** Opening Extract block **

In my opinion, there is only one acceptable date format, ISO 8601: YYYY-MM-DD.

Are the dashes required in the input? :eek:
 
I date my food containers slated for the freezer in YYMMDD format. At least I know if anything starts with "20" or less I should really throw it out.
 
Why I love combo boxes and forced inputs. You type in what you want and you get the closest allowed input available. Sometimes I'll also put in an extra just text box on the side so you can put in whatever scrawl makes you comfortable but searching, sorting and classifying happen by the forced input.

The first time I used one myself was some JS widget someone recommended. It was a damned big list of possible values and I was amazed how responsive it was. I go back to Netscape and pre-gopher days.

On the flip side my doctors surgery decided patient verification should be my name and date of birth. They used a widget designed for appointments etc so you had to click "<" to go back a month. My birthdate was over 60 years ago and I may be picky but over 700 clicks for a date seems like bad UX.
 
On the flip side my doctors surgery decided patient verification should be my name and date of birth. They used a widget designed for appointments etc so you had to click "<" to go back a month. My birthdate was over 60 years ago and I may be picky but over 700 clicks for a date seems like bad UX.

That's even worse than the depressing moment when you are confronted with a dropdown box of years in descending order and you have to scroll down to find your birth year. "Keep going. Nope, keep going. Damn, is it buffering now?!"

** Closing Extract block **

■ Problems to solve ■
(a) Rewrite the date-format discussion between "In my opinion, there" and "and pre-gopher days.", inclusive, swapping "freezer" for "pantry".
(b) In the date-format discussion, what format does one poster use to date food containers headed for the freezer?
(c) Write what comes next in the date-format discussion after its last sentence.

** Opening Provided material block **

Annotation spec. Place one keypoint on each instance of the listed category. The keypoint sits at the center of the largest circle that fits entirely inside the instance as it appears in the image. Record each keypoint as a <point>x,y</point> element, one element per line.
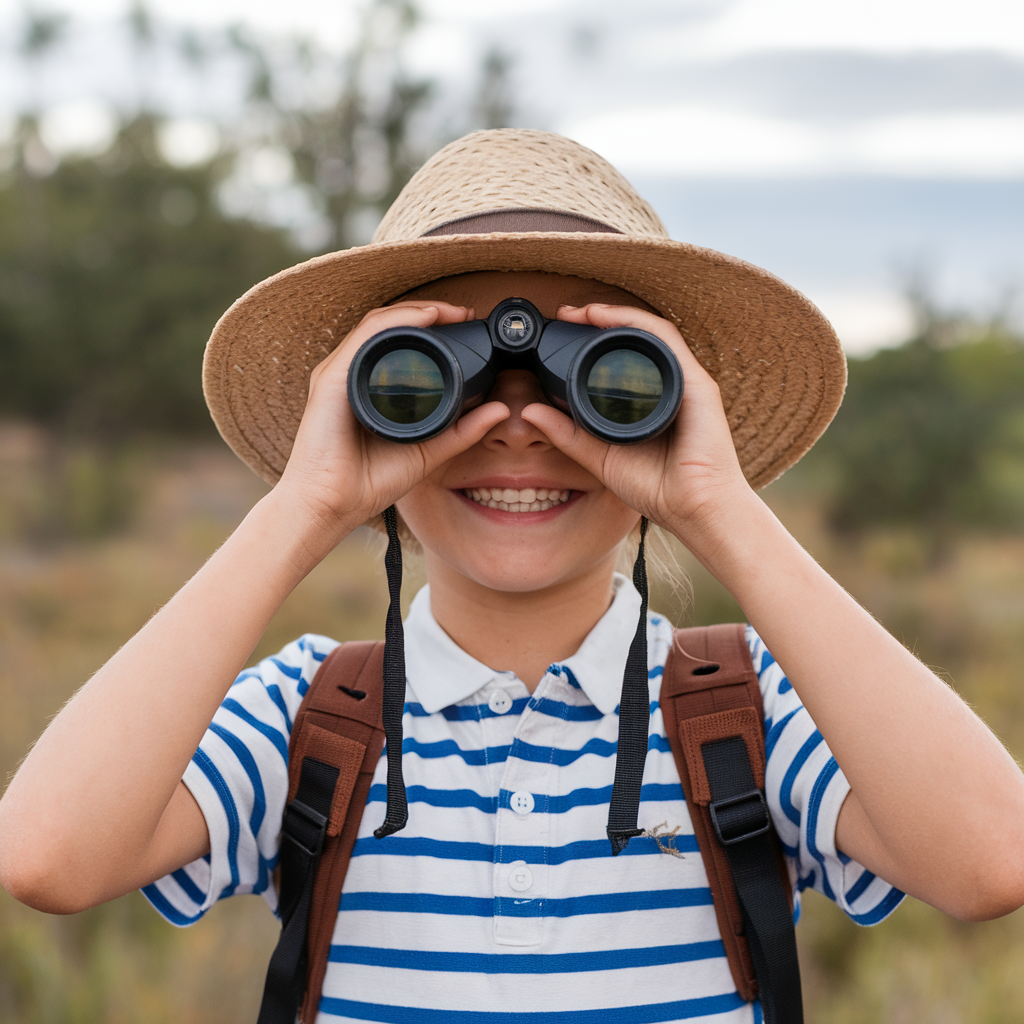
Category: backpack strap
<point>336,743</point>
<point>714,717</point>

** Closing Provided material block **

■ Expected responses ■
(a)
In my opinion, there is only one acceptable date format, ISO 8601: YYYY-MM-DD.

Are the dashes required in the input? :eek:
 
I date my food containers slated for the pantry in YYMMDD format. At least I know if anything starts with "20" or less I should really throw it out.
 
Why I love combo boxes and forced inputs. You type in what you want and you get the closest allowed input available. Sometimes I'll also put in an extra just text box on the side so you can put in whatever scrawl makes you comfortable but searching, sorting and classifying happen by the forced input.

The first time I used one myself was some JS widget someone recommended. It was a damned big list of possible values and I was amazed how responsive it was. I go back to Netscape and pre-gopher days.

(b) YYMMDD format.

(c)
 
That's even worse than the depressing moment when you are confronted with a dropdown box of years in descending order and you have to scroll down to find your birth year. "Keep going. Nope, keep going. Damn, is it buffering now?!"
On one occasion, a dropdown date I had to fill in for my birthday refused to go back more than 50 years. They must have had thousands of people born on 1-Jan-1970. I think that was a UNIX limitation...someone?
 
The first time I used one myself was some JS widget someone recommended. It was a damned big list of possible values and I was amazed how responsive it was. I go back to Netscape and pre-gopher days.

On the flip side my doctors surgery decided patient verification should be my name and date of birth. They used a widget designed for appointments etc so you had to click "<" to go back a month. My birthdate was over 60 years ago and I may be picky but over 700 clicks for a date seems like bad UX.

Fell in love with them while building MS Access databases and National Instruments LabVIEW for Windows data acquisition apps back in the 90s.

Set up the databases here as well in access, early 2000s. Then a few years ago we got onto Office 365, so had to remake everything in power apps. Still great with the combo boxes but just to try to get a last PM date for our vehicles, what a pain. I had to mash everything together, kind of sideways, can't even remember what the operation was called now. Get the MAX PM dates then pull out the relevant associated records. It was like a paragraph long statement that took a couple/few weeks to work out the syntax, but it works.
 
The first time I used one myself was some JS widget someone recommended. It was a damned big list of possible values and I was amazed how responsive it was. I go back to Netscape and pre-gopher days.

On the flip side my doctors surgery decided patient verification should be my name and date of birth. They used a widget designed for appointments etc so you had to click "<" to go back a month. My birthdate was over 60 years ago and I may be picky but over 700 clicks for a date seems like bad UX.

In my opinion, that sort of problem is caused by young (under 30) developers and a non-existent QA team. Or there is a QA team but it doesn't have very much imagination. Perhaps every QA team should have someone on it who's over 70. :)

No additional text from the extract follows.